• 本文
%%

コラム

まちと公共スペースのデザイン5 「ニューヨークの公園活用マネジメント」

2017.8.20

天下の巨大都市ニューヨーク、

マンハッタンと言えども、

ホームレスの増加や空き店舗の荒廃で

治安が悪化していた時期がありました。

その頃の街中の公園も

荒廃の代名詞だったそうです。

 

 

 

 

地区の清掃や経済振興によって、

活気を取り戻しながら

土地建物の利用価値を引き上げる

BID(Business Improvement District )を組織し、

対象とする地区周辺の事業者からお金を集め、

治安・環境整備・空き店舗対策を兼ねた

エリア更新を進められていった歴史が

1980年代頃から始まりました。

 

1990年代半ばには

ミッドタウンの市街地ほぼ全域に

同タイプの組織によるマネジメントが

導入されていきました。

 

 

 

 

日本における『まちづくり会社』も、

こうした欧米の先行事例が見本となっています。

 

 

ニューヨークで特に今

面白くなっているのは、

公園活用のマネジメント。

%%

• データ一覧
%%

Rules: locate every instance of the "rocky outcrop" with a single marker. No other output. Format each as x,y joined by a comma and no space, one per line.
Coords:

%%
%%

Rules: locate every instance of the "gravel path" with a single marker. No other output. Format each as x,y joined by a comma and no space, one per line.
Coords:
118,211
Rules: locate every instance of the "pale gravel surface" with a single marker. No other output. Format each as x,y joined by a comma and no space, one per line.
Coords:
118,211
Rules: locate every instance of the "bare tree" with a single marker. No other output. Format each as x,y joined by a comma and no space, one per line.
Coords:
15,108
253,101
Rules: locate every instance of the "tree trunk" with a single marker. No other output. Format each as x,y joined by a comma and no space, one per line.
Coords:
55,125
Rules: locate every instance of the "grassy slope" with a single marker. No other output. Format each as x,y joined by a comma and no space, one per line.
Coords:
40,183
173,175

%%
%%

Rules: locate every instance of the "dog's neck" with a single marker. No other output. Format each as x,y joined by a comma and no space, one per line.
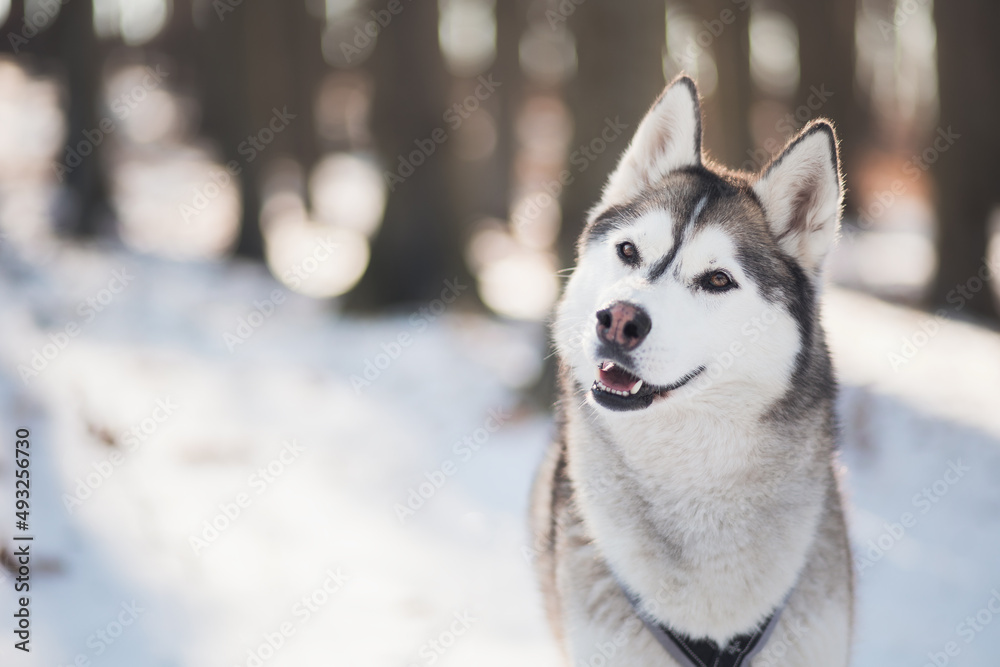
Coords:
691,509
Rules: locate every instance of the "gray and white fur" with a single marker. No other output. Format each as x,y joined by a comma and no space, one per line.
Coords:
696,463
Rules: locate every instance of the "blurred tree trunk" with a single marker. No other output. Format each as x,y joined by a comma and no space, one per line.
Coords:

%%

• 課題
1. ニューヨークの公園活用のコラムについて、次の問いに答えてください。
(a) BIDによるエリア更新の歴史は、何年代頃から始まりましたか。
(b) 1990年代半ばには、どの範囲に同タイプの組織によるマネジメントが導入されましたか。
(c) 日本において、欧米の先行事例が見本となっているものは何ですか。
2. ニューヨークの公園活用のコラムを、最後の文の後から書き継いでください。
資料はニューヨークの公園活用のコラムとは関係がありません。

• 解答
1.
(a) 1980年代頃です。
(b) ミッドタウンの市街地のほぼ全域です。
(c) 『まちづくり会社』です。

2.
スポンサー収益や、

園内の飲食店スペースの賃貸料などを元手に、

定期的な農産物直売市場の開催や、

オープンカフェスペースの整備+設置、

夜の自然観察ツアーや、

ファーマーズマーケット、

野外映画の上映など、

市街地は

“従来型の商店やオフィスが集まる場所”

から

“より活動的な楽しみを体験できる場所”

に変貌を遂げています。

 

 

 

 

ブライアントパーク、マディソンパークなどは

独自のwebサイトを持ち、

積極的な企画を発信し、

公園内には標示、ゴミ箱、パラソル、

テーブルセットに至るまで

視認性の高いデザインを導入しています。

 

 

 

 

空間と合わせて

来園者をサポートするための

情報デザインも重要です。

 

 

 

 

1. ブライアントパーク(Bryant Park)の現在。1970年代は荒廃し、治安も悪かった。
2. 公園管理事務所(Bryant Park)
3. チェスコーナーの案内板(Bryant Park)
4. チェスに興じる人々(Bryant Park)
5. ランチタイムに混み合うユニオンスクエア(Union Square)。周辺にはオーガニックスーパーも充実。
6. ファーマーズマーケットなどテーマ別に出店イベントが週4で開催される(Union Square)
7. ファーマーズマーケット(Union Square)
8. 日光浴を楽しむ人々(Madison Square Park)
9. 公園アクティビティを紹介する案内板(Madison Square Park)
10. 園内のSHAKE SHACKに長蛇の列…(Madison Square Park)
11. 中央の芝生広場はコンサートや映像のイベントもあり、管理スタッフが設営する(Bryant Park)
12. 園内のコーヒーショップはいつも盛況(Bryant Park)
13. こども向けプログラムのためのカラフルな家具(Bryant Park)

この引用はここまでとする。